#### Aufgaben
1) Beantworte die folgenden Fragen anhand des Sitzungsprotokolls:
(a) Von wem stammt der Zuruf, der im Sitzungsprotokoll vermerkt ist?
(b) Von welchem Datum ist der Brief, den Herr Kosmehl gegenüber Herrn Stahlknecht erwähnt?
(c) Welche Lösung wurde laut Sitzungsprotokoll zusammen mit den Bedenken des Gesetzgebungs- und Beratungsdienstes vorgetragen?
2) Zeige alle Zeilen unten, in denen die Zeichenfolge „suit“ vorkommt, und achte dabei auf Groß- und Kleinschreibung.

#### Dokument

───

Protokoll der Sitzung vom 18.06.2010

Es gibt noch eine Nachfrage von Herrn Kosmehl.

Herr Kosmehl, bitte.

(Zuruf von Frau Dr. Hüskens, FDP)

Nein, von dem Schreckenszauber wollte ich jetzt nicht reden.

Herr Kollege Stahlknecht, ich habe zwei Fragen. Die erste Frage stelle ich, weil Sie gesagt haben, Sie wollten mit der Namensänderung etwas Gutes erreichen und dann gab es die verfassungsrechtlichen Bedenken.

Sie haben in Ihrem Brief vom 7. Juni - ich möchte noch anmerken: gelegentlich sollten Sie Ihren Adressverteiler aktualisieren, wenn Sie Bürgermeister anschreiben, die es nicht mehr gibt -

(Unruhe )

bereits auf diese Änderung hingewiesen. Das war die unmittelbare Folge der Sitzung des Innenausschusses. Ich denke, in der Sitzung des Innenausschusses waren die Bedenken doch schon vorhanden, die der Gesetzgebungs- und Beratungsdienst vorgetragen hat, übrigens auch mit der Lösung, die Anhörung im schriftlichen Verfahren nachzuholen und zum damaligen Zeitpunkt auf eine Beschlussempfehlung zu verzichten. Also gab es nach dem 7. Juni, nach Ihrem Brief noch weitere Anmerkungen zu verfassungsrechtlichen Bedenken, die Sie einmal vortragen können.

───

#### Bereitgestellte Daten
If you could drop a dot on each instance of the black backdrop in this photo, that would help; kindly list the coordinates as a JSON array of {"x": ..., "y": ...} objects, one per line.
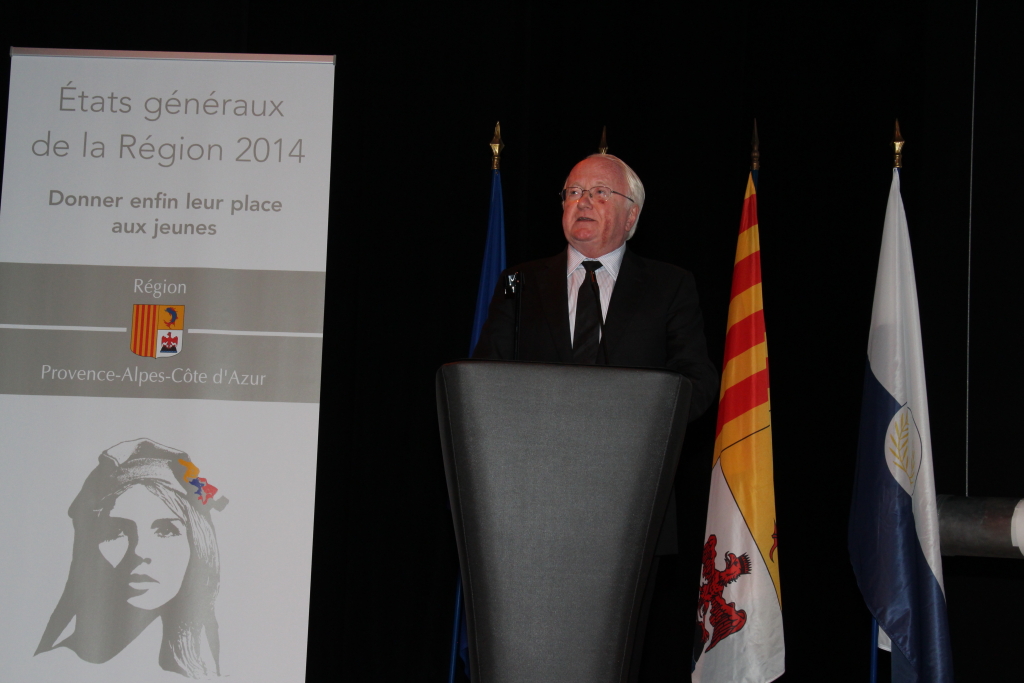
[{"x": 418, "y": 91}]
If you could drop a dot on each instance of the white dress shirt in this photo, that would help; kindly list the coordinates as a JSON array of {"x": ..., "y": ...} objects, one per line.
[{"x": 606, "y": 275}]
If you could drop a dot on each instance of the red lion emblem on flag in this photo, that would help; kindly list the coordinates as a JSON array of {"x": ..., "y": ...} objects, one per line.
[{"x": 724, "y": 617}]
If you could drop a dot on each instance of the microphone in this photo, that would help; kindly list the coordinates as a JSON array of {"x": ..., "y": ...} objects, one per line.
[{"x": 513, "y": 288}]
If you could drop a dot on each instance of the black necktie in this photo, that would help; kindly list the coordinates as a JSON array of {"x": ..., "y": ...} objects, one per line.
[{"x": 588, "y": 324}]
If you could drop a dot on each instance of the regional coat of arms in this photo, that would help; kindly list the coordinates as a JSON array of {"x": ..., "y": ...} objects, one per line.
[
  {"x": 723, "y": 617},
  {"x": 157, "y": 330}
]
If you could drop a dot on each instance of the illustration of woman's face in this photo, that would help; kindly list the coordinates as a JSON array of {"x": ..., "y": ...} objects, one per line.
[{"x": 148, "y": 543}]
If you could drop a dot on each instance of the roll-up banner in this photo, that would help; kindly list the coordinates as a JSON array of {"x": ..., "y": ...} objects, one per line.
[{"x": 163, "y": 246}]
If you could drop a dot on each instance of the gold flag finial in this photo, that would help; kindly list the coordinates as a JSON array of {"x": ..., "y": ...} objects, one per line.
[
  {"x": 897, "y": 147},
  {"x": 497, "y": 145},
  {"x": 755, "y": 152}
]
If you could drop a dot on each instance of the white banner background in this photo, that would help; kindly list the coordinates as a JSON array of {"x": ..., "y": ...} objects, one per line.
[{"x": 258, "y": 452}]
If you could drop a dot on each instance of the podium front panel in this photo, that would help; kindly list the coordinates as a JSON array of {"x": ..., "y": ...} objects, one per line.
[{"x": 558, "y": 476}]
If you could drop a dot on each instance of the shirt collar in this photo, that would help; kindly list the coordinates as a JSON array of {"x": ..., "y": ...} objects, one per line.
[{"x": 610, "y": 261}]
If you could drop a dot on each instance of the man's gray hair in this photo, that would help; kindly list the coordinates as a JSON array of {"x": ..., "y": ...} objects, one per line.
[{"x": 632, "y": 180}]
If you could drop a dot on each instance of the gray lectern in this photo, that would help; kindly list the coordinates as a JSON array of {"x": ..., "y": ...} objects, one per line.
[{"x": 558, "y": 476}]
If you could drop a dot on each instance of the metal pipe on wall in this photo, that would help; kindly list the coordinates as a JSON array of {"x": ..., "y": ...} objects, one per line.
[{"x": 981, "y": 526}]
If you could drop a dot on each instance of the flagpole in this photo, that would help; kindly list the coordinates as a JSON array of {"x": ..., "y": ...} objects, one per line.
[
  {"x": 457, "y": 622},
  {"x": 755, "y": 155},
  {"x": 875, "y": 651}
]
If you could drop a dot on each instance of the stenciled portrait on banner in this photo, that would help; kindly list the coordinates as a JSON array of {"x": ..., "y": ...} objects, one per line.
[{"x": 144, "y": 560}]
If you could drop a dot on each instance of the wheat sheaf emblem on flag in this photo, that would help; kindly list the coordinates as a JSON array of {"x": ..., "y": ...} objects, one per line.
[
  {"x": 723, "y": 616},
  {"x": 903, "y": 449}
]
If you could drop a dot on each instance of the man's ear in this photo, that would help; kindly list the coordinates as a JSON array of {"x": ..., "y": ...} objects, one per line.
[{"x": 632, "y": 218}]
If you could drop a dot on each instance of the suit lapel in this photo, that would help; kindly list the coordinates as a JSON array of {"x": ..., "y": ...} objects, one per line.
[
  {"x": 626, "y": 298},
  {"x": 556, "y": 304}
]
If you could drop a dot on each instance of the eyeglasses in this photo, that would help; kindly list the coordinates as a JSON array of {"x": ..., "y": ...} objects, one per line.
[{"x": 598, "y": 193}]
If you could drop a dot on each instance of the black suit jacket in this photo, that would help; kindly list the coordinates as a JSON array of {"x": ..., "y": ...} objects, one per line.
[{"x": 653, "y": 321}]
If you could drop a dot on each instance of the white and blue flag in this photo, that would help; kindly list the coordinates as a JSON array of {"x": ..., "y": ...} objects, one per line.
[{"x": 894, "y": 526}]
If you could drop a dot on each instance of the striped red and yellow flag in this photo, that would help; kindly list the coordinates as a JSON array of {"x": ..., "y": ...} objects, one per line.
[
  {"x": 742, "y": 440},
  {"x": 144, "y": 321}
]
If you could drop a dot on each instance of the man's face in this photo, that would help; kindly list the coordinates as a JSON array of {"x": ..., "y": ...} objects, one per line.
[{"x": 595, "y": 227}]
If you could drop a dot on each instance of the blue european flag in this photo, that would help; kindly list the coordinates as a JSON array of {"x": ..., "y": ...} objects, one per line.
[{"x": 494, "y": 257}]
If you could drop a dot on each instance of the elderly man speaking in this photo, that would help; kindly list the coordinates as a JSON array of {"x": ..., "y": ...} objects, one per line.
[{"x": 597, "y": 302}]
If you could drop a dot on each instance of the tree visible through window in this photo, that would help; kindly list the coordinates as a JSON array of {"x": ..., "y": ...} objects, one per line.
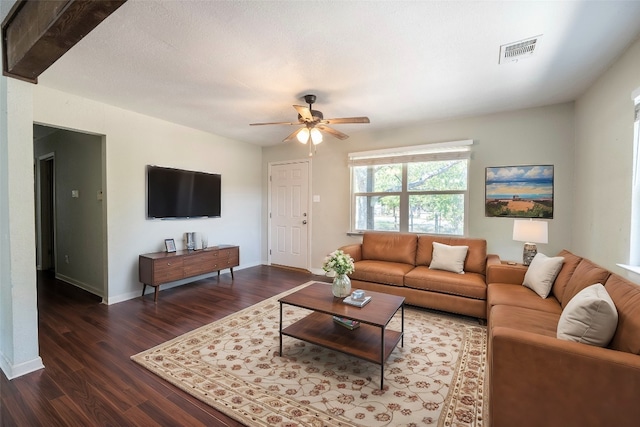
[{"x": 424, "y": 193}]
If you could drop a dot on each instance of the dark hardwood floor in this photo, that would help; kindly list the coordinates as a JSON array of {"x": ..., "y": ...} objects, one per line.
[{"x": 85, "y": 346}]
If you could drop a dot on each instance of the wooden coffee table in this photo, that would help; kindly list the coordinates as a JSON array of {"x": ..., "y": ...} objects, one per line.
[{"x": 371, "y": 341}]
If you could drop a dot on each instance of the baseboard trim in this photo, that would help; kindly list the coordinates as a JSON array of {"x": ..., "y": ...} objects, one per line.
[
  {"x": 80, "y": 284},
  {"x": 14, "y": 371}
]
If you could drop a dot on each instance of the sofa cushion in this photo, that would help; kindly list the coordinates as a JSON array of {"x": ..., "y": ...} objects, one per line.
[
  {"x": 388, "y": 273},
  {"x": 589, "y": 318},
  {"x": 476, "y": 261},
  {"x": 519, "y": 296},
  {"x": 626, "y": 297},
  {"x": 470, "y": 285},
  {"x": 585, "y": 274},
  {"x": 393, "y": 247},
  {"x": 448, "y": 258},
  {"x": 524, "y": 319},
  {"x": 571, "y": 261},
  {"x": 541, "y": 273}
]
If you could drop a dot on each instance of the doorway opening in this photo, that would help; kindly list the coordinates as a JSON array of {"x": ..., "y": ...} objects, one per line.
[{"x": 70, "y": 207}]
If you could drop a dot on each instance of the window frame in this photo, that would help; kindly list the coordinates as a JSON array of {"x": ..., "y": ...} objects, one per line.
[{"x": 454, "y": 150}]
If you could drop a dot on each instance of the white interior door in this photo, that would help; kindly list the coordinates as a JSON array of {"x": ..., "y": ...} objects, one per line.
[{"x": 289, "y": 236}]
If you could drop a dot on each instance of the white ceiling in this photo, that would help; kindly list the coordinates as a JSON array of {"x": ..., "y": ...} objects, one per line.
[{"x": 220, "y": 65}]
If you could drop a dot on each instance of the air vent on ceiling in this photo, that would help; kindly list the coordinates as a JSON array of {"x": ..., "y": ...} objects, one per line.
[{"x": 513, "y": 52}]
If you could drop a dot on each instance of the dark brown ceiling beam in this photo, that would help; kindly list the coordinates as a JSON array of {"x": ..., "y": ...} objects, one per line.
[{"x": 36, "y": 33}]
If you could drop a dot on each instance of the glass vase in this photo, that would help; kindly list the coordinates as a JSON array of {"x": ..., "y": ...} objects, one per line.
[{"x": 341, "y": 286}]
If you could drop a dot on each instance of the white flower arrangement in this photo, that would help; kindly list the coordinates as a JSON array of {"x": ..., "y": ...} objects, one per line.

───

#### Lösungen
1)
(a) Von Frau Dr. Hüskens, FDP.
(b) Vom 7. Juni.
(c) Die Anhörung im schriftlichen Verfahren nachzuholen und zum damaligen Zeitpunkt auf eine Beschlussempfehlung zu verzichten.

2)
If you could drop a dot on each instance of the suit lapel in this photo, that would help; kindly list the coordinates as a JSON array of {"x": ..., "y": ...} objects, one per line.
If you could drop a dot on each instance of the black suit jacket in this photo, that would help; kindly list the coordinates as a JSON array of {"x": ..., "y": ...} objects, one per line.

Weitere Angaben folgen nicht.